Source =
Okapi Parameters schema and config format...

23 views
Skip to first unread message

Jim Hargrave

unread,
Jan 29, 2024, 2:01:35 PM1/29/24
to Group: okapi-devel

Just wanted to clarify a few points on the new Okapi configuration file discussion. Based on our current understanding, there will be two types of configs:

1. Schema File (one file to rule them all).

The current options for the schema file is ProtoBuffers (PB) or JSON Schema. Personally I'm leaning toward ProtoBuffers as we already use it and adding another layer with JSON schema will mean learning yet another technology. PB has an import feature which will allow us to reduce duplication across modules (filters and steps). PB also works across many languages and is well supported by Google.

2. User oriented config file.

This is probably the most controversial. This is a file that a non-programmer will edit. Should have these minimal features.

  • Visually simple and easy to edit manually.
  • Minimal supported types: String, Boolean, Integer, Array, Map and any combination or embedding of these basic types to create complex objects.
  • Editor Support (color coded, high level validation support)
  • Config file is *fully* validated by the schema above.
  • Must support and preserve comments.

YAML is one option. Though limiting the syntax would be needed to prevent strange variations that might confuse the user. I think using YAML would make migration easier for the certain filters that already use it. JSON could be used, but in order to preserve comments we would have to write our own parser and writer (not a big ask).

I'm leaning toward YAML as it is cleaner and designed for human's vs machines. Converting the YAML to JSON, which could then be loaded and validated by PB, would be simple to do. As a programmer, I'm not strongly opposed to using JSON directly - but I think it will be more frustrating for non-programmers as you have to get every quote and curly brace correct. Visually it is more cluttered.

Description of the task =
Quote verbatim the portion of the Okapi configuration post that begins at the words "Jim Hargrave" and stops after the words "oriented config file.".

Data supplied =
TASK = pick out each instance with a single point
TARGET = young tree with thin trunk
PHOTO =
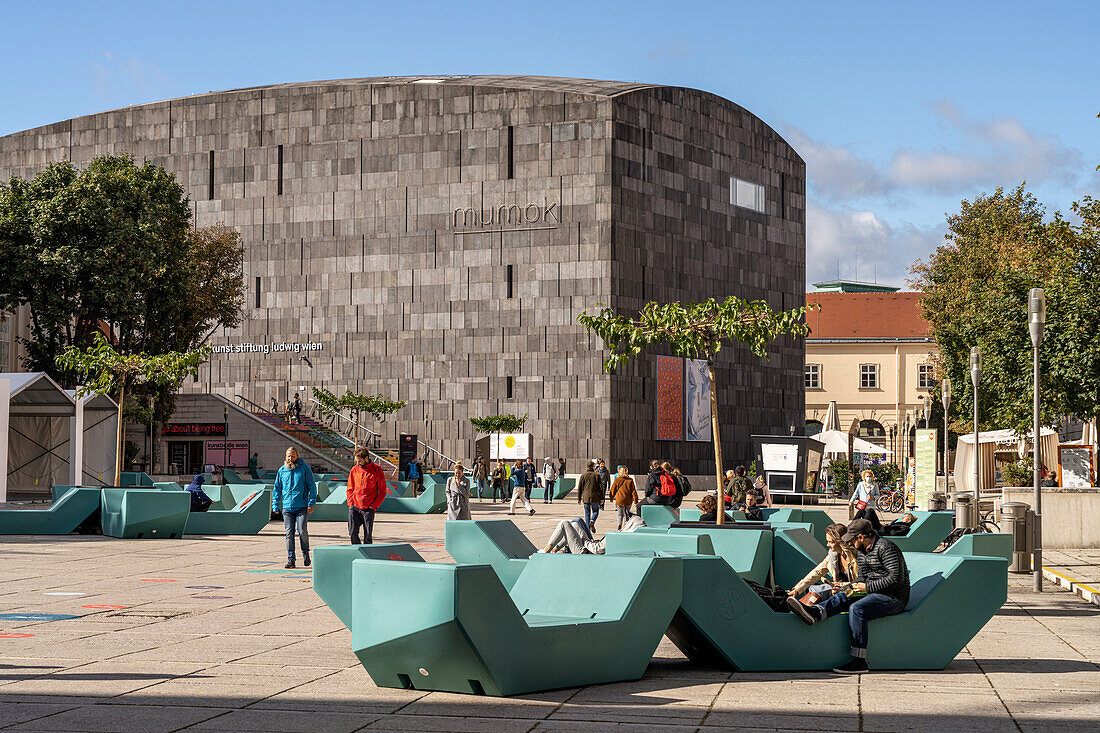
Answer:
(106, 370)
(694, 329)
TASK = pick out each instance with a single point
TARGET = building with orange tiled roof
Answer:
(869, 350)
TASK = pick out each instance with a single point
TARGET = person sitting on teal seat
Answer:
(200, 502)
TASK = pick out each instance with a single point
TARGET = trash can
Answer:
(966, 513)
(1018, 520)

Result of this exercise =
Jim Hargrave

unread,
Jan 29, 2024, 2:01:35 PM1/29/24
to Group: okapi-devel

Just wanted to clarify a few points on the new Okapi configuration file discussion. Based on our current understanding, there will be two types of configs:

1. Schema File (one file to rule them all).

The current options for the schema file is ProtoBuffers (PB) or JSON Schema. Personally I'm leaning toward ProtoBuffers as we already use it and adding another layer with JSON schema will mean learning yet another technology. PB has an import feature which will allow us to reduce duplication across modules (filters and steps). PB also works across many languages and is well supported by Google.

2. User oriented config file.